Given task 1:
Reproduce the loop vectorizer patch discussion word for word, from "[PATCH] D27919: [Loop" up to and including "cost is good enough.".
Given task 2:
Write the next part of the loop vectorizer patch discussion, picking up after its last line.

[PATCH] D27919: [Loop Vectorizer] Interleave vs Gather - in some cases Gather is better.

Tue Feb 7 09:36:18 PST 2017

mssimpso added inline comments.

================
Comment at: ../lib/Transforms/Vectorize/LoopVectorize.cpp:7036
+        if (InterleaveCost < NumAccesses * 2) {
+          // The interleaving cost is good enough.
+          setWideningDecision(Group, VF, CM_DECISION_INTERLEAVE,
----------------
mkuper wrote:
> delena wrote:
> > mkuper wrote:
> > > Why the NumAccesses * 2 cut-off?
> > I consider a cost per instruction. In this case InterleaveCost / NumAccesses == 1. (Matthew asked to avoid divisions).
> > About 1 inst per access is good enough. I added more comments.

Material shown:
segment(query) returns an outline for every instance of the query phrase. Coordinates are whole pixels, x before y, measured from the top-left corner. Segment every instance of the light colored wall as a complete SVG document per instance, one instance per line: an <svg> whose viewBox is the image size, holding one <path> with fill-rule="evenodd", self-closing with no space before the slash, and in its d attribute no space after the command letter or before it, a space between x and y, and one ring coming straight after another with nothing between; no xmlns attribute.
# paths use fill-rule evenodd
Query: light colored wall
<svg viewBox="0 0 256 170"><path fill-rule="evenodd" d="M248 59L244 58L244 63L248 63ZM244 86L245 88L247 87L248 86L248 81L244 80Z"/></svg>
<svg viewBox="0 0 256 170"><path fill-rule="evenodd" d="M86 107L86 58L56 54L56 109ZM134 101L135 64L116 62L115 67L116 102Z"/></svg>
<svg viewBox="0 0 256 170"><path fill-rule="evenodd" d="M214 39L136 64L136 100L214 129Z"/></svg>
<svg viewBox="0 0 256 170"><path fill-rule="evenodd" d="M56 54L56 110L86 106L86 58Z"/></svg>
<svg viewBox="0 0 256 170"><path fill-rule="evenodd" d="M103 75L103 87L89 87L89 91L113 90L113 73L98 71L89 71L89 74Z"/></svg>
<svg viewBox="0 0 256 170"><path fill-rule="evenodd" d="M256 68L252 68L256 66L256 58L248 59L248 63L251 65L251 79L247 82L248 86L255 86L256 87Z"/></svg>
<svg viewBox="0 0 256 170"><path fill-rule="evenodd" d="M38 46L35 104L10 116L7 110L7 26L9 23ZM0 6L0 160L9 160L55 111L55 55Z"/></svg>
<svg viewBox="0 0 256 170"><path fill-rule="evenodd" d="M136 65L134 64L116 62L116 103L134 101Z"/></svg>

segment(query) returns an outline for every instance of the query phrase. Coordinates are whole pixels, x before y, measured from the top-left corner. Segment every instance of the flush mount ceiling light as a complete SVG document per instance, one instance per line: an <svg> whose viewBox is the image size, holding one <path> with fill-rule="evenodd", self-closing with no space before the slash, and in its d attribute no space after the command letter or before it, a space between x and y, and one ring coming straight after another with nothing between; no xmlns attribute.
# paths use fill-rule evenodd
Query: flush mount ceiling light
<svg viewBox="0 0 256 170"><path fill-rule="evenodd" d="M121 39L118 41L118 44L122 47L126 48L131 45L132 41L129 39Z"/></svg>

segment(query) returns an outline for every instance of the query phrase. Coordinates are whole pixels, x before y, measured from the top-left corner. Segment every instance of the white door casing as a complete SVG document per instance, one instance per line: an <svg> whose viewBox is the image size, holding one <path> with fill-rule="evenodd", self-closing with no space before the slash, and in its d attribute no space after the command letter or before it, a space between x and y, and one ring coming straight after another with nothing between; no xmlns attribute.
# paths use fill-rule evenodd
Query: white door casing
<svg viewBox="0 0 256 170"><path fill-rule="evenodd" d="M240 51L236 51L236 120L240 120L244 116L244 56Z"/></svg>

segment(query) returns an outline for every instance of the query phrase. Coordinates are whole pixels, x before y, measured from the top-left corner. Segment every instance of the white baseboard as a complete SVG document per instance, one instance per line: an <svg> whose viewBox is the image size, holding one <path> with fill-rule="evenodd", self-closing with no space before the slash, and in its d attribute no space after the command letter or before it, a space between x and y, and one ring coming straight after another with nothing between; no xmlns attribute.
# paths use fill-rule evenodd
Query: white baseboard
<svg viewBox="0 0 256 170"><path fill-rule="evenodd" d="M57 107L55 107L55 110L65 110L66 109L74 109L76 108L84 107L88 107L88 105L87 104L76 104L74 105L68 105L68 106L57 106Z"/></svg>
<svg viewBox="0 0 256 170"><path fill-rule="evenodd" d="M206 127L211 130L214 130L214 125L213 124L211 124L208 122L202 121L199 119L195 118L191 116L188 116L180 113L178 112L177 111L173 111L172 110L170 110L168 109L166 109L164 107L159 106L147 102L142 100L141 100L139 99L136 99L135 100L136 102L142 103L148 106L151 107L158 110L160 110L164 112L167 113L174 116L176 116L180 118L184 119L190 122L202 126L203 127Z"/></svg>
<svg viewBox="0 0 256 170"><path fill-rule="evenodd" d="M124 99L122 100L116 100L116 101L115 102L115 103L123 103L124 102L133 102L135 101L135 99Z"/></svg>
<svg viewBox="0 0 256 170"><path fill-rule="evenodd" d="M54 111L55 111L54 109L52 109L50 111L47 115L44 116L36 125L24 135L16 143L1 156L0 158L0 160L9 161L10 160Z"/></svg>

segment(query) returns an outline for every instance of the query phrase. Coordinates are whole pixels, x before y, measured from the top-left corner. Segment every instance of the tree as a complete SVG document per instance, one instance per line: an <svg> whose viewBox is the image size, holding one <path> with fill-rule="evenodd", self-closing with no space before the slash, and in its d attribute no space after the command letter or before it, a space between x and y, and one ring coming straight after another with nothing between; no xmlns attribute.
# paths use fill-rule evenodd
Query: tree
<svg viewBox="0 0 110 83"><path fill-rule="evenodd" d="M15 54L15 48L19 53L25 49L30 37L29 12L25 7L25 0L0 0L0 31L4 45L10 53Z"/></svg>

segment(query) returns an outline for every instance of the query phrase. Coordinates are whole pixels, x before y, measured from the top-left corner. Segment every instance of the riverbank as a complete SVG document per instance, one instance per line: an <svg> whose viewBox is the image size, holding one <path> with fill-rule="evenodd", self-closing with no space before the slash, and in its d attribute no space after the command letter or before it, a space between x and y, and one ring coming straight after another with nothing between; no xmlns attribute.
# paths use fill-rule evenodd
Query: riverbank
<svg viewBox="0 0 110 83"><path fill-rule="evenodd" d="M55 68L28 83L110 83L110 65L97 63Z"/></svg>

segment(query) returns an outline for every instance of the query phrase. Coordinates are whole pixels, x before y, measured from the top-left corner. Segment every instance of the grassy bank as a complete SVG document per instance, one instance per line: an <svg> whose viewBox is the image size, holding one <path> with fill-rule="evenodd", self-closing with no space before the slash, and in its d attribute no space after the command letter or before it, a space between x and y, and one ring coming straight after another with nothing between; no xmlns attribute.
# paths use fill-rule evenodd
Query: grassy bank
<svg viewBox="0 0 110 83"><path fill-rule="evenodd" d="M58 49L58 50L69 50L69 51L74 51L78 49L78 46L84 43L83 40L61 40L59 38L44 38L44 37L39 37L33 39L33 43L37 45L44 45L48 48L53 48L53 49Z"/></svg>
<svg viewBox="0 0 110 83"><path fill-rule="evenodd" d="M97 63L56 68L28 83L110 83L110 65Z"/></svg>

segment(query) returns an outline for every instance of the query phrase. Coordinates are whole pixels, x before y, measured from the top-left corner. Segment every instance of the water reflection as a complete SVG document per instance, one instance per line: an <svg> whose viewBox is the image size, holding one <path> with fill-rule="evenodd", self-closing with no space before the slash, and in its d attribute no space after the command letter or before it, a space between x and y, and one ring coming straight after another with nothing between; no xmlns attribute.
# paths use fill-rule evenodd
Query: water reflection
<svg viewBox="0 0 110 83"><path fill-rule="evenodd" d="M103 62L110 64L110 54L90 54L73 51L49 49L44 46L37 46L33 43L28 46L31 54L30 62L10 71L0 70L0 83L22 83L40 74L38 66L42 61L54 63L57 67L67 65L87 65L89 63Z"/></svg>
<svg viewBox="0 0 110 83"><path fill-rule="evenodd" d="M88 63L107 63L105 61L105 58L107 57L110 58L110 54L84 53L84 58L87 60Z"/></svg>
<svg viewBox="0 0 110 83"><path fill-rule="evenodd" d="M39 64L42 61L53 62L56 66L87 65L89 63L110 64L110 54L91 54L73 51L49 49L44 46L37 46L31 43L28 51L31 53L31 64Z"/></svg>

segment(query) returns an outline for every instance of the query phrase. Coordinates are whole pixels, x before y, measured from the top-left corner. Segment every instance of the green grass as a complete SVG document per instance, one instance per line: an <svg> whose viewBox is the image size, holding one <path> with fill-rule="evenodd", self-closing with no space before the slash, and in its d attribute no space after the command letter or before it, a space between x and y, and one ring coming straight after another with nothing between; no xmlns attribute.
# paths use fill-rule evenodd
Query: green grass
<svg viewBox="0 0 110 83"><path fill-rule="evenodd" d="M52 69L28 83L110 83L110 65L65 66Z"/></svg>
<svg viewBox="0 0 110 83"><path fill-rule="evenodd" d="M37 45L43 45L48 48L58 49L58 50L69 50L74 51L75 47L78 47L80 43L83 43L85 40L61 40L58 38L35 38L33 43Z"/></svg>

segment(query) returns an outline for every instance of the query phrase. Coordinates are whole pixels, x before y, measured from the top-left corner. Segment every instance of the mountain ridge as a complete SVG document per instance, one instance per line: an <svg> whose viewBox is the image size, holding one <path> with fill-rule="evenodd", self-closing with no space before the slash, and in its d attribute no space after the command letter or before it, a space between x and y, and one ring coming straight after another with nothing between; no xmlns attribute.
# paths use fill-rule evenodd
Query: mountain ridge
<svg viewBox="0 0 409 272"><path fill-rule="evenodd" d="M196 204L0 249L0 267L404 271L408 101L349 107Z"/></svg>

Exercise result 1:
[PATCH] D27919: [Loop Vectorizer] Interleave vs Gather - in some cases Gather is better.

Tue Feb 7 09:36:18 PST 2017

mssimpso added inline comments.

================
Comment at: ../lib/Transforms/Vectorize/LoopVectorize.cpp:7036
+        if (InterleaveCost < NumAccesses * 2) {
+          // The interleaving cost is good enough.

Exercise result 2:
> Well, this isn't really "about 1", this is "below 2".
> I'd be more conservative here (InerelaveCost <= NumAccesses ? Can this even happen? Or are you trying to catch the cases where the ratio is ~1.1-1.2?). Or maybe remove this altogether. Is getGatherScatterCost() expensive in terms of compile time?
The TTI estimates are supposed to be cheap to compute. I think it makes sense to remove this altogether in favor of greater simplicity.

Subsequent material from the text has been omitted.